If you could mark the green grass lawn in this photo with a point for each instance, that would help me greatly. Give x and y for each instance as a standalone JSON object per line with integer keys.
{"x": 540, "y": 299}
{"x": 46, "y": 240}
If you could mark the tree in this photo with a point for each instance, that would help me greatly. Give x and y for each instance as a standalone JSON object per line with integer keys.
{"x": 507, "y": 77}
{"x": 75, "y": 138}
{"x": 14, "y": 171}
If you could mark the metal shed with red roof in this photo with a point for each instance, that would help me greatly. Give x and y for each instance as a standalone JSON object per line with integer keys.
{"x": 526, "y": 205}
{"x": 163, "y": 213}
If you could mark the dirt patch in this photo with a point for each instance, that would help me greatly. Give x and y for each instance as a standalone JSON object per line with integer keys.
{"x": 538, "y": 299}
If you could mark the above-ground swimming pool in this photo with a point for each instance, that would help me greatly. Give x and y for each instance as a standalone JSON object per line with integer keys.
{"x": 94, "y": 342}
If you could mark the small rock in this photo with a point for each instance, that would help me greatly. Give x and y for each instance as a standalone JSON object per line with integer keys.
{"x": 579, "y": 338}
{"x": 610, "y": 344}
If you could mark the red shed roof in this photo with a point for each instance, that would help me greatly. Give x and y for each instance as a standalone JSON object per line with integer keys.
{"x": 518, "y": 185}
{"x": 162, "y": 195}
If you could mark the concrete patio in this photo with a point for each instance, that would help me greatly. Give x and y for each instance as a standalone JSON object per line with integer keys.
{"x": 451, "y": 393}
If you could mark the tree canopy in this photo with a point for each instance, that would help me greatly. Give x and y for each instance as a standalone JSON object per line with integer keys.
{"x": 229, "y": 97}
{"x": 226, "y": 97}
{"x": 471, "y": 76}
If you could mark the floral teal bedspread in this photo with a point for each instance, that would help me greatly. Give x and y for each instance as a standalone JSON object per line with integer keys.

— Goal —
Retype all of the records above verbatim, keeping every line unchanged and in its original order.

— Solved exercise —
If you could mark the green grass lawn in this photo with a point for each instance, that would help me greatly. Give x and y for each instance as a standalone JSON object per line with integer keys.
{"x": 540, "y": 299}
{"x": 46, "y": 240}
If you could mark the tree in this photo with a point for each instance, that would help me greatly. Give x and y for each instance as a standalone JSON object per line with integer keys.
{"x": 507, "y": 77}
{"x": 75, "y": 138}
{"x": 14, "y": 171}
If you could mark the metal shed with red roof in this photo with a point for each instance, that would help me greatly. Give x and y for each instance as a standalone JSON object per line with integer keys.
{"x": 526, "y": 205}
{"x": 163, "y": 213}
If you could mark the dirt patch in this photo with a point for each instance, that would help me greatly. Give x and y for each instance as a standalone JSON object per line with integer keys.
{"x": 538, "y": 299}
If you could mark the above-ground swimming pool in this photo with a point for each instance, that would help me greatly. Give x and y for each instance as a standalone JSON object per line with integer keys.
{"x": 94, "y": 342}
If you could mark the small rock in this photo with a point for each instance, that would help me greatly. Give x and y for each instance as a standalone JSON object per line with integer keys.
{"x": 579, "y": 338}
{"x": 610, "y": 344}
If you could mark the red shed roof in this photo with a point for each instance, that would help me greatly. Give x and y for each instance as a standalone JSON object per line with integer keys.
{"x": 518, "y": 185}
{"x": 162, "y": 195}
If you could mark the concrete patio in this photo with a point for each instance, that would help me greatly. Give x and y for each instance as a standalone JSON object per line with integer keys.
{"x": 451, "y": 393}
If you could mark the tree canopy in this photo with a point for each instance, that would help me greatly. Give x and y for each instance as a standalone JSON object per line with integer keys.
{"x": 229, "y": 97}
{"x": 226, "y": 97}
{"x": 471, "y": 76}
If you could mark the floral teal bedspread in this photo with a point for each instance, that would help me greatly. Give x and y for each instance as a standalone JSON object per line with integer keys.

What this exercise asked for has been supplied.